__SOURCE DOCUMENT__
# # # #

To comply, Indian and APAC corporations must submit exhaustive, trace-back documentation. This includes farm-level veterinary prescription logs, feed mill production formulas, batch-testing certificates, and validated analytical assays proving the absence of restricted chemical residues throughout the entire production chain.
Impact on India: Protecting the High-Value Feed and API Corridors
For the Indian animal health ecosystem, the 99-day window puts immediate pressure on two critical sectors: commercial feed manufacturing and veterinary active pharmaceutical ingredient (API) exports.
Impact on Feed Additives
India’s export sector for specialized feed additives, amino acid premixes, and herbal growth alternatives has scaled rapidly, shipping over ₹4,500 crore worth of products annually to global markets, including Western Europe.
Because many traditional Indian contract manufacturers utilize shared blending facilities for both domestic and export lines, they must immediately implement strict chemical isolation protocols. Companies must prove that export-bound vegetable proteins, multi-enzyme blends, and organic trace minerals have zero cross-contamination risks with domestic feed lines that may still legally contain certain medicated feed additives (MFAs).
Veterinary APIs from India
Indian veterinary pharmaceutical giants—including SeQuent Scientific, Hester Biosciences, and Biovet—are urgently moving to audit their bulk ingredient delivery systems. While these entities are highly sophisticated and maintain robust international regulatory teams, they must swiftly coordinate with their downstream livestock clients across Southeast Asia.

# # # #

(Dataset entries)
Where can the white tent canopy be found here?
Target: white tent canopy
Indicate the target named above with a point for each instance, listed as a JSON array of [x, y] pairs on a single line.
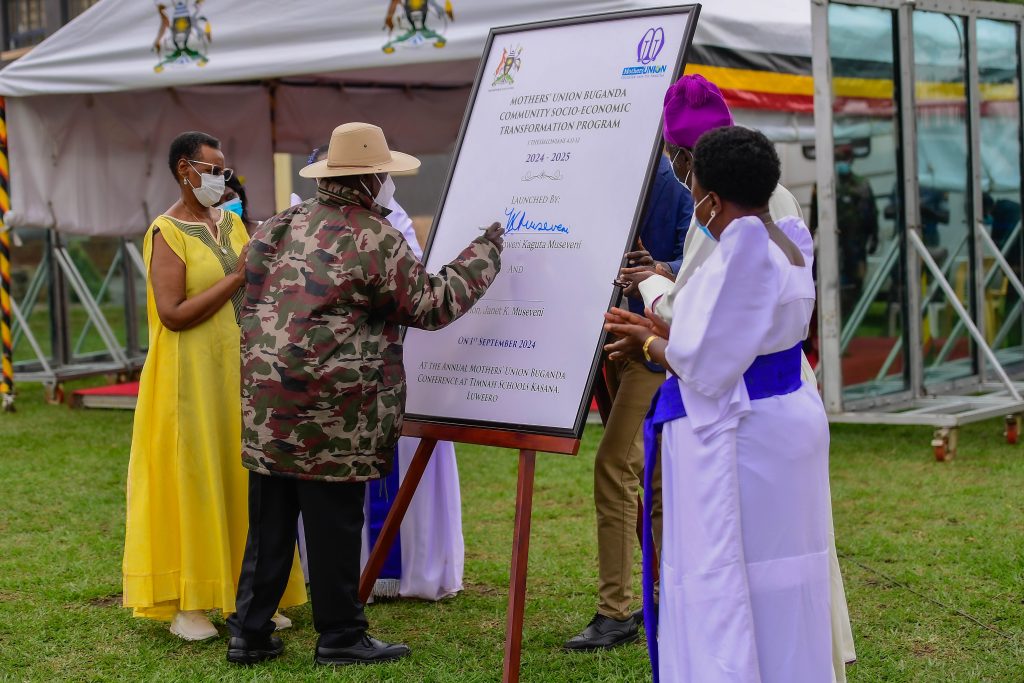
[[91, 110]]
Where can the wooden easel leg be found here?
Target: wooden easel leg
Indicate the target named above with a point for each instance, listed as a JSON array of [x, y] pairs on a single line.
[[640, 514], [393, 521], [520, 556]]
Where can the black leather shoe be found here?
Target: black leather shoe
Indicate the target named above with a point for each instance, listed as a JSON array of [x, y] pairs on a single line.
[[367, 650], [604, 633], [245, 651]]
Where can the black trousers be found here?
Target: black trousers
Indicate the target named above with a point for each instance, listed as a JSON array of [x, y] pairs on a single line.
[[332, 517]]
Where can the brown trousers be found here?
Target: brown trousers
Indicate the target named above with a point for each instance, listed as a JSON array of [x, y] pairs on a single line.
[[617, 475]]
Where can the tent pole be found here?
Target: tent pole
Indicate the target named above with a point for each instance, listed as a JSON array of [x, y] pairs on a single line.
[[6, 345]]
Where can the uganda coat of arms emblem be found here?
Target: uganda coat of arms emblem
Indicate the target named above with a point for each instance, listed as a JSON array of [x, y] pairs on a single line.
[[183, 37]]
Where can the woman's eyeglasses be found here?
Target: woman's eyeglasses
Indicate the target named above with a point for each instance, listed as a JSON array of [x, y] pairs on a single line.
[[214, 169]]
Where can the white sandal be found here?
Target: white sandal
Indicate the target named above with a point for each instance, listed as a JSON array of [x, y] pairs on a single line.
[[193, 625]]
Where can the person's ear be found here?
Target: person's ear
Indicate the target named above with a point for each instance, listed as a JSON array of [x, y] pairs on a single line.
[[716, 202], [182, 170]]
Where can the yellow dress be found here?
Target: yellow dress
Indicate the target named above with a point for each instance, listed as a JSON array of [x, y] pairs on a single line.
[[187, 493]]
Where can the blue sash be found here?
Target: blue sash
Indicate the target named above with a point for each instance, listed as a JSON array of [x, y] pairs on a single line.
[[772, 375], [381, 495]]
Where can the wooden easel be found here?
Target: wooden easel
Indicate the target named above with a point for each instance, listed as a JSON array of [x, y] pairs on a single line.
[[528, 445]]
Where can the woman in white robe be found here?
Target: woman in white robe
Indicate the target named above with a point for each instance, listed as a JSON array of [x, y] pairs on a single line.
[[744, 588]]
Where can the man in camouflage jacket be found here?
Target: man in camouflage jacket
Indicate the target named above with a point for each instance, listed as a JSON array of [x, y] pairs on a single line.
[[329, 284]]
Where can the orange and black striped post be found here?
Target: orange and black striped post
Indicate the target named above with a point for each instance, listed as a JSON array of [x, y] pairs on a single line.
[[6, 350]]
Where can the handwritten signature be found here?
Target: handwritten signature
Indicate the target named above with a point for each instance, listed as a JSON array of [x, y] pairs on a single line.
[[541, 175], [518, 222]]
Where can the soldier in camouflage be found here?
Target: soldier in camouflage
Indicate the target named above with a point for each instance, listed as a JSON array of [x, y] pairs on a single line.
[[329, 283]]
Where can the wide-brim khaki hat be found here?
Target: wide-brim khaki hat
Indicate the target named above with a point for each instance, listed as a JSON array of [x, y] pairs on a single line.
[[358, 148]]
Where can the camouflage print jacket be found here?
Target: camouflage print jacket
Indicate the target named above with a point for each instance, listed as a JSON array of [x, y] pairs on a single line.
[[329, 283]]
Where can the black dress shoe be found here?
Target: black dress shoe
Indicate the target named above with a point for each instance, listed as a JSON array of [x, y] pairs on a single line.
[[245, 650], [603, 633], [367, 650]]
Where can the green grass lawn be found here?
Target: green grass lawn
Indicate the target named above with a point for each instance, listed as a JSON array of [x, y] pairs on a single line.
[[932, 555]]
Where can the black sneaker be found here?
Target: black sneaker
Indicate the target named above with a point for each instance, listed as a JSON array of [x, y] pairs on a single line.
[[367, 650], [604, 633], [246, 651]]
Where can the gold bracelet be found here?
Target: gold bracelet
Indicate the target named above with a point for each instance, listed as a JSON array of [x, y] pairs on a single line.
[[646, 348]]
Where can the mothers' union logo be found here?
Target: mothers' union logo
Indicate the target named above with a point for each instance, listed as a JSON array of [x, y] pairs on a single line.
[[648, 49]]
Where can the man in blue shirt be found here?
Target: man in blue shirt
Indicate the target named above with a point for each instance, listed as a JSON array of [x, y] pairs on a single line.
[[619, 465]]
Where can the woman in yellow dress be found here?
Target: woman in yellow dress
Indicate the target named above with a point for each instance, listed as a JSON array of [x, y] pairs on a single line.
[[187, 492]]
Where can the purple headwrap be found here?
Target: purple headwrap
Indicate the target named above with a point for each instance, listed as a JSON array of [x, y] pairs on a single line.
[[692, 107]]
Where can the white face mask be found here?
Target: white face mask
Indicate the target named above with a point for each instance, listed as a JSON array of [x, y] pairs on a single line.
[[385, 194], [210, 190]]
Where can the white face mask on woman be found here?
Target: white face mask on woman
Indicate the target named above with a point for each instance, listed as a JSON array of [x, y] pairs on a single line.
[[385, 194], [210, 189]]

# # # #

__REQUIREMENT 1__
Duplicate the part of the export-compliance passage starting at "To comply, Indian" and ending at "ingredient (API) exports.".
__REQUIREMENT 2__
In the export-compliance passage, what is the annual value of the specialized feed additives, amino acid premixes, and herbal growth alternatives that India ships to global markets?

__ANSWER AREA 1__
To comply, Indian and APAC corporations must submit exhaustive, trace-back documentation. This includes farm-level veterinary prescription logs, feed mill production formulas, batch-testing certificates, and validated analytical assays proving the absence of restricted chemical residues throughout the entire production chain.
Impact on India: Protecting the High-Value Feed and API Corridors
For the Indian animal health ecosystem, the 99-day window puts immediate pressure on two critical sectors: commercial feed manufacturing and veterinary active pharmaceutical ingredient (API) exports.

__ANSWER AREA 2__
Over ₹4,500 crore worth of products annually.